Stored data entries:
——————————
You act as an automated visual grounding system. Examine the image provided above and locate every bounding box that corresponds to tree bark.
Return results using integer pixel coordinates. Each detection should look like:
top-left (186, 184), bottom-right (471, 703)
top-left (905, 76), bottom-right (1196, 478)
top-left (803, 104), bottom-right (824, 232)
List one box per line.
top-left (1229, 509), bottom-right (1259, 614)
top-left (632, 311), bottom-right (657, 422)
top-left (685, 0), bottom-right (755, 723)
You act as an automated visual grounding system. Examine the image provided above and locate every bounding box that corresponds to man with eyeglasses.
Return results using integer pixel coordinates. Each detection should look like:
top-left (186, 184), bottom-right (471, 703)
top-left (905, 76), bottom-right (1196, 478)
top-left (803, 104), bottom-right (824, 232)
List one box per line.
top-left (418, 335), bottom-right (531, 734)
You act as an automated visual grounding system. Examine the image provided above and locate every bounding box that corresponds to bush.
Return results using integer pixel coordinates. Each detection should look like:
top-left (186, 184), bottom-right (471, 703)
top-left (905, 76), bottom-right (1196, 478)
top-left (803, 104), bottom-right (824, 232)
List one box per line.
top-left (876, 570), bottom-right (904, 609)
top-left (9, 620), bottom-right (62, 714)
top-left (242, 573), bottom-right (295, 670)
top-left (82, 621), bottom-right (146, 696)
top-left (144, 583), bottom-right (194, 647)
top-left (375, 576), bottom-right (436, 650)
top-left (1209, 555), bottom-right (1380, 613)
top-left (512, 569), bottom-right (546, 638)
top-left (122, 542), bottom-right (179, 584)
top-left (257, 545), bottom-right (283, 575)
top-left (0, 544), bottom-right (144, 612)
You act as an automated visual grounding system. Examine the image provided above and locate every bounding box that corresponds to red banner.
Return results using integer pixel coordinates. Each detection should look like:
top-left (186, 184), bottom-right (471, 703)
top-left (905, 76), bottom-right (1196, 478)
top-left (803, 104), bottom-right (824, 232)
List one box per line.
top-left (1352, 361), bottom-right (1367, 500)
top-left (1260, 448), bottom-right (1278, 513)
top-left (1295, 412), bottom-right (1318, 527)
——————————
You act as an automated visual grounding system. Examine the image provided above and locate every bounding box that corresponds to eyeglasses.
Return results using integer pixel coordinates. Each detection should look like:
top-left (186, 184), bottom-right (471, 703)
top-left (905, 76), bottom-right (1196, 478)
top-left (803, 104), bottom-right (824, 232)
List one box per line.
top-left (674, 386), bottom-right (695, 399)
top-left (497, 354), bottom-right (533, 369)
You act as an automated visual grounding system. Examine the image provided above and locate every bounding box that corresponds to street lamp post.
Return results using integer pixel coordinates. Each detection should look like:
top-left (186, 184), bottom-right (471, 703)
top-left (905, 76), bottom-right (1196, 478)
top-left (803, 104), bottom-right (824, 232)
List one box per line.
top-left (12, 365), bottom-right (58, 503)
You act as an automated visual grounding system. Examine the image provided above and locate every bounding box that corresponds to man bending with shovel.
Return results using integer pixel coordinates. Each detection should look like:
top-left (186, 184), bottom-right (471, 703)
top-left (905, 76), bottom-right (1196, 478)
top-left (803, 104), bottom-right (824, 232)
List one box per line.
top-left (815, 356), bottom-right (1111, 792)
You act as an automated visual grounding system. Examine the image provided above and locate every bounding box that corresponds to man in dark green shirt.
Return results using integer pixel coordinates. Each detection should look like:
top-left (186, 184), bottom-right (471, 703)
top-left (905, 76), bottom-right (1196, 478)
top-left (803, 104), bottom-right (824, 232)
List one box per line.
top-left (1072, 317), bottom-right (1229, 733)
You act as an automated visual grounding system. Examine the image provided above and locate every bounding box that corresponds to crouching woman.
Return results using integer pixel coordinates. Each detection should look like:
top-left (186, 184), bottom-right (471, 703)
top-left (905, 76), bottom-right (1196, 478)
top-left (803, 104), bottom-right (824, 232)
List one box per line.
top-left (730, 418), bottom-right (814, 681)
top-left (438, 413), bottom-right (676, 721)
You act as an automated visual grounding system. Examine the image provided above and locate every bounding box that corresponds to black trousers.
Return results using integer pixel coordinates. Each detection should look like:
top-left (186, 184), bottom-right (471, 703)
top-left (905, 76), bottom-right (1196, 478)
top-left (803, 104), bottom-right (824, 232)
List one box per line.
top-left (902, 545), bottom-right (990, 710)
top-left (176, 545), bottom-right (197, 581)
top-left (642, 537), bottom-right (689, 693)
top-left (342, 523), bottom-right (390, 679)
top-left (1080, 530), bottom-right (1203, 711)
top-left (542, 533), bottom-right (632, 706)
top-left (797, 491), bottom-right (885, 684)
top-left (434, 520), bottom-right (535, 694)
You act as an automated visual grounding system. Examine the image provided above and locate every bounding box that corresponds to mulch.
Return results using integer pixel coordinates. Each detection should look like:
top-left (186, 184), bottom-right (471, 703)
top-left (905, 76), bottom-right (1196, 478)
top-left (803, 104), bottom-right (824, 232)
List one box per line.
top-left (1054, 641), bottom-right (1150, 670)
——————————
*Assignment:* From the records above, pull every line that carries the word "with".

*Answer below:*
You act as an automated visual grounding system. Examine the image provided above and locate every bounding box that corresponds to man with eyeglasses.
You act as an automated visual grounding system. Examine the image provided above and locate every bounding box that corresponds to man bending with shovel.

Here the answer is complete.